- [Request 1]
From the account of the phone call, return word for word the part that opens with the words containing "I cried. I mean, when" and closes with "gather that information.".
- [Request 2]
In the account of the phone call, who has to undo it after law enforcement takes people?
- [Request 3]
Write what comes next in the account of the phone call, picking up after its final sentence.

- [Selected passage]

[START]

I cried. I mean, when that phone hung up, I’ve never felt so helpless because, and we can get into this a little bit, but the reality is that law enforcement takes people, ice takes people, police take people, many in our communities, many that are connected to your network know this, and then lawyers have to undo it, right? We can’t prevent it from happening always. We have to undo it on the other side. And that revelation and that realization really struck me and I burst into tear as if I’m being totally honest. And then I called my colleague who was on the phone with me when no called back, and then we talked nor through, and you can hear no in that video, you can hear her asking, what’s your name? Where are you taking him? And you can hear her speaking to us as we’re asking her, telling her what to ask and how to gather that information.

[END]

- [Raw records]
[START]

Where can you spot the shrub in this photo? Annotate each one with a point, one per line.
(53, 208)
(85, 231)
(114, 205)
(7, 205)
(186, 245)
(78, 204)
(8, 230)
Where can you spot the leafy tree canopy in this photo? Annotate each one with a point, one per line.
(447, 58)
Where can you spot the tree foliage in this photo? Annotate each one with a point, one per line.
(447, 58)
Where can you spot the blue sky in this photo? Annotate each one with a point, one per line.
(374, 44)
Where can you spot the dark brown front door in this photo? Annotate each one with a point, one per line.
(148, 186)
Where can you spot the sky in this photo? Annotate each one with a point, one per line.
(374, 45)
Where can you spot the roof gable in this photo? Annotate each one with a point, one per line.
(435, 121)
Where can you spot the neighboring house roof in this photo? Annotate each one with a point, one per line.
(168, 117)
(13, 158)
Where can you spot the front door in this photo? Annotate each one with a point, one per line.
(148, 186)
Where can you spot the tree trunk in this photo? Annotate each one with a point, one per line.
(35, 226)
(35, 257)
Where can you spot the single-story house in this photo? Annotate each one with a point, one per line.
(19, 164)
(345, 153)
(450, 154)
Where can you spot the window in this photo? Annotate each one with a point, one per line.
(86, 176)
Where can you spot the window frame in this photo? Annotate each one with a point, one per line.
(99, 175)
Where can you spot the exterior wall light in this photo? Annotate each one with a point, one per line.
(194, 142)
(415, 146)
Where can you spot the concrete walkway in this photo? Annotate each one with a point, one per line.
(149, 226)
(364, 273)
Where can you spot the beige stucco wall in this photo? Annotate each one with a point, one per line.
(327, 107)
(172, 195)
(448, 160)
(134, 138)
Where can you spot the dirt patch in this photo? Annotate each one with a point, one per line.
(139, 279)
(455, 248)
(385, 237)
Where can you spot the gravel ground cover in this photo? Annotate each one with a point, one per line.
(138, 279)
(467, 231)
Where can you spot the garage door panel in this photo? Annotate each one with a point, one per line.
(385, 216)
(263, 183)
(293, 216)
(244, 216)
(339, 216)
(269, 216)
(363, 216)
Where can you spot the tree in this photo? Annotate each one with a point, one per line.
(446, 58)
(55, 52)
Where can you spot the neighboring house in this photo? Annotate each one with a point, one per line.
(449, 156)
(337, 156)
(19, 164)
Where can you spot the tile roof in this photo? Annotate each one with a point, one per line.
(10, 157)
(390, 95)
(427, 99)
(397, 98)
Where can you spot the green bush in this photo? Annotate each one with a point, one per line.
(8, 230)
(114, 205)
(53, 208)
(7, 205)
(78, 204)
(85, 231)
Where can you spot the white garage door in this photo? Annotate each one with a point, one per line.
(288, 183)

[END]

- [Answer 1]
I cried. I mean, when that phone hung up, I’ve never felt so helpless because, and we can get into this a little bit, but the reality is that law enforcement takes people, ice takes people, police take people, many in our communities, many that are connected to your network know this, and then lawyers have to undo it, right? We can’t prevent it from happening always. We have to undo it on the other side. And that revelation and that realization really struck me and I burst into tear as if I’m being totally honest. And then I called my colleague who was on the phone with me when no called back, and then we talked nor through, and you can hear no in that video, you can hear her asking, what’s your name? Where are you taking him? And you can hear her speaking to us as we’re asking her, telling her what to ask and how to gather that information.

- [Answer 2]
Lawyers.

- [Answer 3]
I mean, it’s one of those situations where you have to suppress all your natural human reactions, which is fear and anxiety, and where are they taking him and deep sadness and all of those things. And so between Lindsay, my colleague and myself, we tried to stay calm for no, who I had not met yet. So she’s also talking to a stranger as this horror is unfolding in front of her. And she was eight months pregnant at the time as well. So there was a lot happening there, both what you can see, which was you can hear the fear in her voice, although she is remarkable. And while you hear the fear, you can also hear her strength. She spoke with such clarity, her voice shook. But like Rashida Taleb said, I’m speaking even as my voice shakes and that has been nor through this entire ordeal is speaking even as her voice shakes. And so that’s what you hear in that video. And I’m sure my voice was shaking as well as I was listening to this beautiful woman trying to fight for her partner, her husband, who’s being taken away right in front of her. So it was a pretty intense experience, and it’s not one that I’ve typically experienced even as a criminal defense attorney. I’m more used to the call from the jail as opposed to the call happening during the taking itself. So that was a first for me.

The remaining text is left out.